--- Selected extract Enclosed Below ---

By John E. Hendry, MD
CALL ME ISHMAEL — or rather Ishmael Mobius, MD, author of a one-time best-selling textbook on obstetrics, read and revered by thousands of Ob/Gyn residents. But to be truthful, I am not really Dr. Mobius, but rather his book, perhaps the only remaining copy. I am his legacy, his intellectual thought preserved, for he himself has passed on.
Even today, glued to a shelf just above one of the dining cubicles in the Casa Maria restaurant, I believe I stand out from the other books next to me, all of us here doomed to provide a veneer of "class" in hopes of making the cuisine more appealing. For I am "Great White Book," thicker and taller than my shelfmates — and a very stunning pure white color.
I am in fact none other than "Moby Book," as I was affectionately dubbed by countless residents — the name resulting from a contraction of "Mobius OB Textbook."
I importune you with the tale of my voyage, not for my own sake, and not out of any sense of braggadocio, but rather I tell you this for your sake, as did that other tattered Ishmael, grabbing at the sleeves of people passing by on the quay of New Bedford, for an ill-boding change has occurred for books, libraries and the people that use them.
I have not always been so immobile and during the happiest part of my life I circulated among some of the finest obstetricians in Sacramento. For many year and with pride I called the Sacramento-El Dorado Medical Society library my home. That was before one year ago, when with little fanfare and even less appreciation, I was disposed of as being unnecessary and superfluous.

--- End of Enclosed Selected extract ---
--- Data supplied Enclosed Below ---

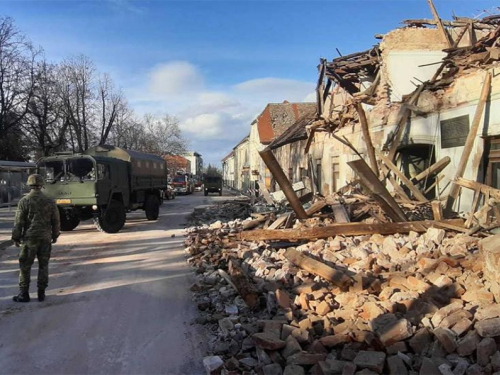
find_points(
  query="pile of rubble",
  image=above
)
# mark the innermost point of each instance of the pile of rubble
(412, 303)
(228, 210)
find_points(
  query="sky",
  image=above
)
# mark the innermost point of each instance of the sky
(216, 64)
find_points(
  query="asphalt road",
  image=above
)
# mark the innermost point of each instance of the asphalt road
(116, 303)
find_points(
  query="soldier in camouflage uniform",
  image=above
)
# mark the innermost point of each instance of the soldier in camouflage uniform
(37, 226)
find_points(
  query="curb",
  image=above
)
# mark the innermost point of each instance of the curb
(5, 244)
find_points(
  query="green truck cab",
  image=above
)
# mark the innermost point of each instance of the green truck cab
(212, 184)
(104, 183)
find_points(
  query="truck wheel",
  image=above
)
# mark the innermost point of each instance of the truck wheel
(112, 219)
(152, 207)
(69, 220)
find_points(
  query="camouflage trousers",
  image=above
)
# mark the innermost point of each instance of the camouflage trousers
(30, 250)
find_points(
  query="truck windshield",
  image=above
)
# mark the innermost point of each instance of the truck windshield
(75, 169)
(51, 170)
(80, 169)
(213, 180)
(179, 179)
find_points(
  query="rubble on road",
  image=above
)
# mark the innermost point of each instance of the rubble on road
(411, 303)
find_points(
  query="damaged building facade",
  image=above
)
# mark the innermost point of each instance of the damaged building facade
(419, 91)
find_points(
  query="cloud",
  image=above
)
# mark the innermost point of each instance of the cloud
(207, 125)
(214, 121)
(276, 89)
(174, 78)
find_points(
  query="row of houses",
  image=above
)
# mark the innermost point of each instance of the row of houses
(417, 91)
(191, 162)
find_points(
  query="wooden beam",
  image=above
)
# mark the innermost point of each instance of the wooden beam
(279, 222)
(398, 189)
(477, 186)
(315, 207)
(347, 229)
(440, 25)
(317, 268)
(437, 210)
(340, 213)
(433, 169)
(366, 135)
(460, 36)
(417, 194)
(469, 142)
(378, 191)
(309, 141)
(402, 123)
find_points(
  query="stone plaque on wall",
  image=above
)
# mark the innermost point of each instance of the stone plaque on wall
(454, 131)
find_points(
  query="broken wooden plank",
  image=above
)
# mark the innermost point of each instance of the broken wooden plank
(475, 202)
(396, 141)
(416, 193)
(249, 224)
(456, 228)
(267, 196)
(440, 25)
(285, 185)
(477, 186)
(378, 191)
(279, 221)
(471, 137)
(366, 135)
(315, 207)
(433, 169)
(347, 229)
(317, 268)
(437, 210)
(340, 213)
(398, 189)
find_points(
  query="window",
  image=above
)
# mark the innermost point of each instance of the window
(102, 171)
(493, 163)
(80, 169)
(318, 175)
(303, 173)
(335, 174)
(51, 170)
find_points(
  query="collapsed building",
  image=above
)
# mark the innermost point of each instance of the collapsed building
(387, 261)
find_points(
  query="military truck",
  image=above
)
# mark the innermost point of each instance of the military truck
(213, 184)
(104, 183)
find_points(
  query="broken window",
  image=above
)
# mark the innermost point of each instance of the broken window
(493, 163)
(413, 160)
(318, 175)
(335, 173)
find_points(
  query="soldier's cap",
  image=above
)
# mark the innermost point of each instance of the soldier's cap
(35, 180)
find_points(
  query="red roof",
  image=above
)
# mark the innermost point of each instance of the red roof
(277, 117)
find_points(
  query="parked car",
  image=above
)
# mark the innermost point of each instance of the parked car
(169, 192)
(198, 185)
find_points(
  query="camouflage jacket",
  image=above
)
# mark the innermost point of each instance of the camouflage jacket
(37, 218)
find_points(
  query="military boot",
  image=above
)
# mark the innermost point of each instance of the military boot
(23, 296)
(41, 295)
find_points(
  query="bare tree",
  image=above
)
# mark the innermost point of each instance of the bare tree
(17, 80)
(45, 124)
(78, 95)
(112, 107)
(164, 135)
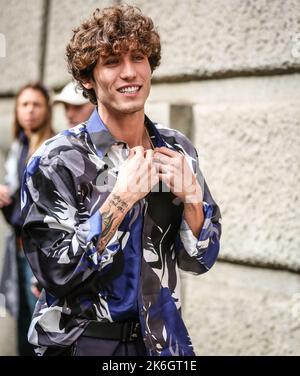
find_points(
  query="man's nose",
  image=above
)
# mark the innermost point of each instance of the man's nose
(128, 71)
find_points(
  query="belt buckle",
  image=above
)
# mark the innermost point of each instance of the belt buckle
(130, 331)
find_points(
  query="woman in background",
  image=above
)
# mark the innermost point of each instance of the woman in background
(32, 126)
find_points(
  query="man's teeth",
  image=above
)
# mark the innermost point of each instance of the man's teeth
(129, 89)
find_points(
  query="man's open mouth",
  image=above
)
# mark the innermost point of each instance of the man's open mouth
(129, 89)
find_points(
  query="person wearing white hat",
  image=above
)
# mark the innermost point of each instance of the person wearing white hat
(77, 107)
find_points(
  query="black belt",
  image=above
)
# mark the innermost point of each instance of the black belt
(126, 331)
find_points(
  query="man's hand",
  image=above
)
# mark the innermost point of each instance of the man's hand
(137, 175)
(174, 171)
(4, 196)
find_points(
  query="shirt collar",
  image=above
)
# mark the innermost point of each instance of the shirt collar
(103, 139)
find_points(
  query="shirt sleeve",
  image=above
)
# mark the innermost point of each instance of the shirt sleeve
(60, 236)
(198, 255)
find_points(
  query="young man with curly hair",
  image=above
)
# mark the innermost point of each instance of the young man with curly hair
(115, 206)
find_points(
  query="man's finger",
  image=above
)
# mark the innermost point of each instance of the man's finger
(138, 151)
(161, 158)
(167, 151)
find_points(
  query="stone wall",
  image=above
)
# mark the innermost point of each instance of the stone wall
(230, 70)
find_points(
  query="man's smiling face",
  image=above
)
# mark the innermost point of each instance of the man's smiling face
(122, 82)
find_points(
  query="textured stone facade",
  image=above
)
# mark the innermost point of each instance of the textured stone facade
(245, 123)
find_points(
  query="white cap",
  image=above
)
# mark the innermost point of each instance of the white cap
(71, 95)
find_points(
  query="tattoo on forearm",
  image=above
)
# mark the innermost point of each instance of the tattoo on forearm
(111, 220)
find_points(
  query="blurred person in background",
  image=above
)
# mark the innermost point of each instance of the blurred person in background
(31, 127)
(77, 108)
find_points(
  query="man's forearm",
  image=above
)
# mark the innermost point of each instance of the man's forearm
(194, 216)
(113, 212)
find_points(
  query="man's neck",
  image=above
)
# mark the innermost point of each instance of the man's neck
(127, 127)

--- End of Enclosed Data supplied ---

◆ Required action ◆
Write out the book's account of itself again, starting with "By John E. Hendry, MD" and going on through "has passed on.". Switch "legacy" to "heritage".

◆ Solution for this task ◆
By John E. Hendry, MD
CALL ME ISHMAEL — or rather Ishmael Mobius, MD, author of a one-time best-selling textbook on obstetrics, read and revered by thousands of Ob/Gyn residents. But to be truthful, I am not really Dr. Mobius, but rather his book, perhaps the only remaining copy. I am his heritage, his intellectual thought preserved, for he himself has passed on.